__EXTRACTED TEXT__

*****

Life

Here’s Why You’re Seeing All These Recipes For “Moon Milk”

Posting a picture of what you're eating and drinking is practically an art form. It's not always easy to make your latte look aesthetically pleasing, which is why moon milk is the latest Pinterest and Instagram trend people are obsessed with. It's pretty enticing: Not only is it prettier than your average coffeeshop drink, but it's also said to help with sleeplessness and stress. But although moon milk is supremely trendy, it has cultural significance that can't be ignored.

Drinking a mug of warm, herb and spice-infused milk to help you sleep has been a tradition for centuries, and it dates back to Ayurveda, a medicine tradition that originated in India, according to Bon Appétit. The food magazine's moon milk recipe includes cinnamon, turmeric, cardamom, coconut oil, nutmeg and black pepper, so if you have a reasonably stocked spice cabinet, you probably already have a lot of the ingredients at home. You may need to make a grocery store run for ashwagandha, which is an adaptogenic herb commonly used in Ayurvedic medicine. You can also order it online from Amazon or even Nordstrom. But even though it's trending on social media, the rich history of the drink makes it more than a Pinterest-perfect recipe to try.

Most viral trends that pop up have a relatively short lifespan in the grand scheme of things. After all, it's difficult to remember much when more than millions of posts are shared online every 60 seconds. But unlike glitter cappuccinos or cheese tea, moon milk has longstanding cultural significance. That's part of the reason that it's been a staple in parts of India for centuries. And even though Americans are falling in love with moon milk, it's worth noting that it didn't originate here.

Before you rush to Instagram to join the 3,400 people who have posted about #moonmilk, you should take the time to acknowledge the cultural roots and the implications of Western culture discovering a drink that's existed for thousands of years. As The Globe and Mail notes, it's problematic for Americans to discover southern Asian recipes and claim them as their own. The Canadian publication mentions haldi doodh, an Indian drink that's known as golden milk in the West, that has fallen into an all-too-familiar cultural trap: when people of Indian heritage make the hot drink, it's deemed "exotic"; when white people do the same, it's suddenly a superfood-infused broth that everyone needs to try.

That's not to say that moon milk can't be enjoyed by everyone — but it's important to be aware of whether you're potentially contributing to the appropriation and educate yourself on what you're consuming and why it matters to those who still practice Ayurvedic medicine.

In that same vein, Food52 has a masterful essay from writer Mayukh Sen that explores the roots of turmeric milk and why it's problematic to assume that everyone from India — a nation with 1.3 billion residents — is intimately familiar with turmeric-based lattes. Sen's opinion piece explores his experience ordering a turmeric latte at a hip coffee shop and what that means for him given his heritage. An excerpt from his essay is below.

Indian food, sans scare quotes, remains distressingly misunderstood, enormously simplified, its valences smoothed over to fit a rubric imposed upon it by restaurants. Perhaps reckoning with vastness requires oversimplification. There will always be a gulf between what dominates greater cultural understandings of a country's foods and the culinary truths we hold in our homes.

Essentially, moon milk — like many other trends that develop and veer on cultural appropriation — is more complex and nuanced than it seems on the surface. It's tempting to brew up a cup without considering the history of the drink, but educating yourself will help you avoid causing undue disrespect and harm.

*****

Collection entries:
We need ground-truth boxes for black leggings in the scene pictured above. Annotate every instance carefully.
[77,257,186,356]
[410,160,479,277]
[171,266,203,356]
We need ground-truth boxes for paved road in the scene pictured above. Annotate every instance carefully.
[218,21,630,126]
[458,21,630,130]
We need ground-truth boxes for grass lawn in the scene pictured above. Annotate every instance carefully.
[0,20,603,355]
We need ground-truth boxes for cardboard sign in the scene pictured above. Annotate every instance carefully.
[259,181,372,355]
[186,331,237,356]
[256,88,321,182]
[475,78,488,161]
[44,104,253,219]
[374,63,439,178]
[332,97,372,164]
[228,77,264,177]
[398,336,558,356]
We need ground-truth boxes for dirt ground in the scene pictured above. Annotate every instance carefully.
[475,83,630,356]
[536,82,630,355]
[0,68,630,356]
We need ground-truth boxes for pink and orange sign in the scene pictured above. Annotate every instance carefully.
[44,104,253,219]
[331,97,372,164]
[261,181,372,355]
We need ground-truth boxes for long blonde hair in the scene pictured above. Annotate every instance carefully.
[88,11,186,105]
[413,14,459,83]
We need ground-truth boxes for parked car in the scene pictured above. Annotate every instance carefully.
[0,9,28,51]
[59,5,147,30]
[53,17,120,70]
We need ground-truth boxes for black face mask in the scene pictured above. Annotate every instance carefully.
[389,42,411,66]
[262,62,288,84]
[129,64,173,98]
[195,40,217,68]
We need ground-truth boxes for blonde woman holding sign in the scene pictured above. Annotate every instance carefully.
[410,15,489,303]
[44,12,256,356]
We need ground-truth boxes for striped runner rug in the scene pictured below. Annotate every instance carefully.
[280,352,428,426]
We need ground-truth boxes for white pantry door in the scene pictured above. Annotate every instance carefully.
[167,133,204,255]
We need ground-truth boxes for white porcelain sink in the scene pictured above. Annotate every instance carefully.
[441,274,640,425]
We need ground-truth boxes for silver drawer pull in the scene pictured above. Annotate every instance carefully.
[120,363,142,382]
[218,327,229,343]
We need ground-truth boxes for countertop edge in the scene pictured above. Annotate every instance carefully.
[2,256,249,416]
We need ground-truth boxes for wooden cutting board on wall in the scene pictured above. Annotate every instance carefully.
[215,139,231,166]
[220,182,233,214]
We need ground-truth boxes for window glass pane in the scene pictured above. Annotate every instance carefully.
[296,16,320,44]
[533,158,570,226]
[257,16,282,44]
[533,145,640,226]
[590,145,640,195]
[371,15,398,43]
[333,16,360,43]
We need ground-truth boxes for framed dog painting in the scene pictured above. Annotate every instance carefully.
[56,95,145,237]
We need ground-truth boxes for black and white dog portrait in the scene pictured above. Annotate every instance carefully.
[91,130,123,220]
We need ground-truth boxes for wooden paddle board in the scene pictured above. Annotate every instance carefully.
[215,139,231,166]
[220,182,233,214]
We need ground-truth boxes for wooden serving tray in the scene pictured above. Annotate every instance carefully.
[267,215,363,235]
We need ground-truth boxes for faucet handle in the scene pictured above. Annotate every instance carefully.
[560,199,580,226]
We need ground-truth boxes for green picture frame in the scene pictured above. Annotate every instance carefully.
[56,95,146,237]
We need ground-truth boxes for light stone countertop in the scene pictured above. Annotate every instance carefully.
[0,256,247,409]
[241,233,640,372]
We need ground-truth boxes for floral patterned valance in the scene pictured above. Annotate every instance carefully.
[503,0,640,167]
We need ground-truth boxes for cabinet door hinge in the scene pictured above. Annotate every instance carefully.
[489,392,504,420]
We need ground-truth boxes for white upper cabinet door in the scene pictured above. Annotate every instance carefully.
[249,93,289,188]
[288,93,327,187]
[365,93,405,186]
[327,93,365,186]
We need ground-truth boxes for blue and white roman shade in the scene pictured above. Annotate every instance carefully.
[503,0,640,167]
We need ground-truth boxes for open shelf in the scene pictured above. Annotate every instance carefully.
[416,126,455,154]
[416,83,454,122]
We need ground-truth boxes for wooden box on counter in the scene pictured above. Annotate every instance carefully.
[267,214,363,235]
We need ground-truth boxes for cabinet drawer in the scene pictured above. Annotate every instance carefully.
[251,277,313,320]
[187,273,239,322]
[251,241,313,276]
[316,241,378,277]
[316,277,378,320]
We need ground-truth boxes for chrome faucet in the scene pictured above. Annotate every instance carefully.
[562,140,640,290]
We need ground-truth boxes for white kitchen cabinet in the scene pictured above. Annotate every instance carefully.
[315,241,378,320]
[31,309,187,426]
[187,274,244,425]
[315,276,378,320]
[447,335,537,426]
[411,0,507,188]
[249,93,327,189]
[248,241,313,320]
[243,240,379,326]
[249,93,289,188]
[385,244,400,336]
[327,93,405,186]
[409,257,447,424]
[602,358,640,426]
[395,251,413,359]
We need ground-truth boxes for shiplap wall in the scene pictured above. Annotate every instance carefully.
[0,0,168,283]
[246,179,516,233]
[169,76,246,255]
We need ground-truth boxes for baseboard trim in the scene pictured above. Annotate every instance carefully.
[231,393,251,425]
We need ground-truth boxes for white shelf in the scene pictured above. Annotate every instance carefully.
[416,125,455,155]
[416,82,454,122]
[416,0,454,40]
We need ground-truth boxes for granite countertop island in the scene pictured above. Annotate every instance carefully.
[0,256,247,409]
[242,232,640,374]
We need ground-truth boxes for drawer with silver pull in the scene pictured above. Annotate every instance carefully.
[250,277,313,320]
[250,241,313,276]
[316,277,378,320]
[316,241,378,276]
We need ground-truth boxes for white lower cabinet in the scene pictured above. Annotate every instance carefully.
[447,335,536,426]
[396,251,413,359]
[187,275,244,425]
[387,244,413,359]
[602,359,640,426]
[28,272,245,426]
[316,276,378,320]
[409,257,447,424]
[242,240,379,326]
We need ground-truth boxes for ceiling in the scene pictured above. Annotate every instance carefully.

*****

__TASK DETAILS__
Edit the moon milk article from the words "Posting a picture" through "can't be ignored.", and write that part out again with "latte" replaced by "cappuccino".

__SOLUTION TO THIS PROBLEM__
Posting a picture of what you're eating and drinking is practically an art form. It's not always easy to make your cappuccino look aesthetically pleasing, which is why moon milk is the latest Pinterest and Instagram trend people are obsessed with. It's pretty enticing: Not only is it prettier than your average coffeeshop drink, but it's also said to help with sleeplessness and stress. But although moon milk is supremely trendy, it has cultural significance that can't be ignored.